- WORK ORDER
Using the data below, gather each line that includes the word "image".
----- LISTED RECORDS -----
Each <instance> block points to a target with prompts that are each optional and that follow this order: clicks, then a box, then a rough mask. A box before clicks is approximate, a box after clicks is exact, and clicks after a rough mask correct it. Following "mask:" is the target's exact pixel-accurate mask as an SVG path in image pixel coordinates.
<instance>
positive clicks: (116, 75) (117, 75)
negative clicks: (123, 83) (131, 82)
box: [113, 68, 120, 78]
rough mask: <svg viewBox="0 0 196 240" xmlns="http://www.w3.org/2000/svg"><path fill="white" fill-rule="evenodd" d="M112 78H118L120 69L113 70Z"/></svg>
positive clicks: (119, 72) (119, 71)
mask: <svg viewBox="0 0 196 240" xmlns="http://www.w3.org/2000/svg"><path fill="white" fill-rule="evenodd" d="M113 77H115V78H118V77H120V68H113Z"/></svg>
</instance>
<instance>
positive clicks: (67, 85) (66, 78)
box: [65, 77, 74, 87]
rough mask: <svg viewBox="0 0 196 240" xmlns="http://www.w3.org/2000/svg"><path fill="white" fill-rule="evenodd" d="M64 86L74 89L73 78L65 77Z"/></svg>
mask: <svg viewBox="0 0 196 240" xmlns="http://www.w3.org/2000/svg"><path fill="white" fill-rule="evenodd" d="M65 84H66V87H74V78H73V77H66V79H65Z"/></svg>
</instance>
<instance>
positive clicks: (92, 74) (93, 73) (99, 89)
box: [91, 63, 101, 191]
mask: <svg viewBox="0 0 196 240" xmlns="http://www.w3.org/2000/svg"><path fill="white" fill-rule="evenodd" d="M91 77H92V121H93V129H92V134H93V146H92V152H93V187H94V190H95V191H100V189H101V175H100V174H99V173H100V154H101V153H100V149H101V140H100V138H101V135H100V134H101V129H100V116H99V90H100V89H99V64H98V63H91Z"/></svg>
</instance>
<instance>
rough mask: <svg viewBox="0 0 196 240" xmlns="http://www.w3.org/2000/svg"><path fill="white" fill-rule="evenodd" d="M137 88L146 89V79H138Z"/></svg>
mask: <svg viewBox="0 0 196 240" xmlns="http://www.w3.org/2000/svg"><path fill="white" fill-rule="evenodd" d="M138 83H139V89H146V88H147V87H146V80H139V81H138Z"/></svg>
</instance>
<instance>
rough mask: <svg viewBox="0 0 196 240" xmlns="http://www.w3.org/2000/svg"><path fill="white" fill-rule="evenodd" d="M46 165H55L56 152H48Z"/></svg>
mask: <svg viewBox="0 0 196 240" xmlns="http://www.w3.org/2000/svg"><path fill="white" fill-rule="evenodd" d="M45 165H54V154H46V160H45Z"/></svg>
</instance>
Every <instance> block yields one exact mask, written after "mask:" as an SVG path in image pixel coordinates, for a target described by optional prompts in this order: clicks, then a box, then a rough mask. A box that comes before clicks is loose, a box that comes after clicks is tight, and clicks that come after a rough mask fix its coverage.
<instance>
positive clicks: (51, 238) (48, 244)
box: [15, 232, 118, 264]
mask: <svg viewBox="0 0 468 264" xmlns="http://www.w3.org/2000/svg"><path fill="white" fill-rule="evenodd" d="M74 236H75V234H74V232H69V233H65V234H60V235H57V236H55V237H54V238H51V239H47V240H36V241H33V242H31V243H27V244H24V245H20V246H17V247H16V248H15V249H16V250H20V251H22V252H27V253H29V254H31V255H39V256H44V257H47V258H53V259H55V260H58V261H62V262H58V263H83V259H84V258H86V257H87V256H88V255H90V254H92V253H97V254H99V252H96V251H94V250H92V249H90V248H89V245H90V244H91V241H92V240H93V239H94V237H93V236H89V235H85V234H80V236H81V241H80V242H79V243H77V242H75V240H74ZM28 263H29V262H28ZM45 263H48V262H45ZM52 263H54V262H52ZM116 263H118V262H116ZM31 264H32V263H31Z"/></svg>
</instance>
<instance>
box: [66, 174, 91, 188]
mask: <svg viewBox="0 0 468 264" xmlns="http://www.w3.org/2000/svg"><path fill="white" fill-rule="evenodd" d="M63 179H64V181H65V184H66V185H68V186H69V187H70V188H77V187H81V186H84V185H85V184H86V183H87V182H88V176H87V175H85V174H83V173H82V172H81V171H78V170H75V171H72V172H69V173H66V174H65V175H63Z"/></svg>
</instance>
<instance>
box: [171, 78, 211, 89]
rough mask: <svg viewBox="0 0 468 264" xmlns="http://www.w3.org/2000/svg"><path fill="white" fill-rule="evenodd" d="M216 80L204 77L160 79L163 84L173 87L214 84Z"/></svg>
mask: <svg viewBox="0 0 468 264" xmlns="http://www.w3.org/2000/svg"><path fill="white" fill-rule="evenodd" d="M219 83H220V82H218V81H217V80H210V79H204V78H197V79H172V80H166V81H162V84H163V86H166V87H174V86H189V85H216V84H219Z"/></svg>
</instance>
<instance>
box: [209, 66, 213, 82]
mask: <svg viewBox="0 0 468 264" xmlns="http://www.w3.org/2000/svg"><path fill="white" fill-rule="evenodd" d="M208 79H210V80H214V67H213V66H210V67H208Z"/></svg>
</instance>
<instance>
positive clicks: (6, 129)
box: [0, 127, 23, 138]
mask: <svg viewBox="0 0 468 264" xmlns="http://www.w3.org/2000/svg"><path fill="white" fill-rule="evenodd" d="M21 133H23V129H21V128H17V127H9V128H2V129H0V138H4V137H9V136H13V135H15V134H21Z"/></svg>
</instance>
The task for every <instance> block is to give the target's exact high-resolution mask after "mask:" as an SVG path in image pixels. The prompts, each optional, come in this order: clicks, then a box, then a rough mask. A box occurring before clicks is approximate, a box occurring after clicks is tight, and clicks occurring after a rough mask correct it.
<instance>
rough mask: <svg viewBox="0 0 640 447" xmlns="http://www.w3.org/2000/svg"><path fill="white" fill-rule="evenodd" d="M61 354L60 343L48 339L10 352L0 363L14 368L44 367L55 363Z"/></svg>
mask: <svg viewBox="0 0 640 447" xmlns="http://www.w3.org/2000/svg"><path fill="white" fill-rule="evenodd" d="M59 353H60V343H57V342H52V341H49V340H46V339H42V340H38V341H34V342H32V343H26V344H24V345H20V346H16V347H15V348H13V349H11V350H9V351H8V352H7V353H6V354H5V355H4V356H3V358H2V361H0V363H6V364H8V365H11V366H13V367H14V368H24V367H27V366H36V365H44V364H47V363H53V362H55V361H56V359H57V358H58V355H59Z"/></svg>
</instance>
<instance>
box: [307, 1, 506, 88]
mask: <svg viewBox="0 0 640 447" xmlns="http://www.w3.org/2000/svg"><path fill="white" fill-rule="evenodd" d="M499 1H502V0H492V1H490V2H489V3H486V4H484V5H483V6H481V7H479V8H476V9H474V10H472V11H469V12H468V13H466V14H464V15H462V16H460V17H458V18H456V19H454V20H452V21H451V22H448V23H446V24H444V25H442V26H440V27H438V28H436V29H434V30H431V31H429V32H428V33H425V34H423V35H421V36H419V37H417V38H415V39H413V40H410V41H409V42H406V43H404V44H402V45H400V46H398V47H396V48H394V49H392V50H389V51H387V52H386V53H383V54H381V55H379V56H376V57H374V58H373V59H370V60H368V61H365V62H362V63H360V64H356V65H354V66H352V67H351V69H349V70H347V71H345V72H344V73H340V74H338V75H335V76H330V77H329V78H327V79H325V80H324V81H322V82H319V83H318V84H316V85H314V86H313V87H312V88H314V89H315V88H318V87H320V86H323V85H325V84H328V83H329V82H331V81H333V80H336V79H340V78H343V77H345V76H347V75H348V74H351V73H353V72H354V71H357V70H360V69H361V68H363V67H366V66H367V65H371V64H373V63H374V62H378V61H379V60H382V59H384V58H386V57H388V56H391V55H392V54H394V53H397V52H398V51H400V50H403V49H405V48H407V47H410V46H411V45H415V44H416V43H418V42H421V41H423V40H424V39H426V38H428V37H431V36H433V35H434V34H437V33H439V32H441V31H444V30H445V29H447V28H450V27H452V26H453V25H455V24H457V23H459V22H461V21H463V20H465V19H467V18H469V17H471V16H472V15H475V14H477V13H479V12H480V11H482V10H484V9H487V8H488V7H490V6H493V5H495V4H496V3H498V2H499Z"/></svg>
-----
- ANSWER FOR THE TASK
Each <instance> block points to a target with prompts that are each optional and that follow this order: clicks, then a box, then a rough mask. A box before clicks is approximate, a box after clicks is exact, and clicks after a rough mask correct it. Following "mask:" is the target's exact pixel-accurate mask as an SVG path in image pixel coordinates.
Every <instance> block yields one exact mask, written after "mask:" as an SVG path in image pixel coordinates, for a target described by optional prompts in this order: clicks, then a box, then a rough mask. A box that comes before clicks is loose, a box that comes after clicks is tight, and clicks that come after a rough mask fix its coverage.
The task for every <instance> block is to give the target's exact high-resolution mask after "mask:" as an SVG path in image pixels. The prompts, each optional, come in this order: clicks, then a box, then a rough mask. A box occurring before clicks is approximate, a box occurring after clicks is tight, and clicks occurring after a rough mask correct it.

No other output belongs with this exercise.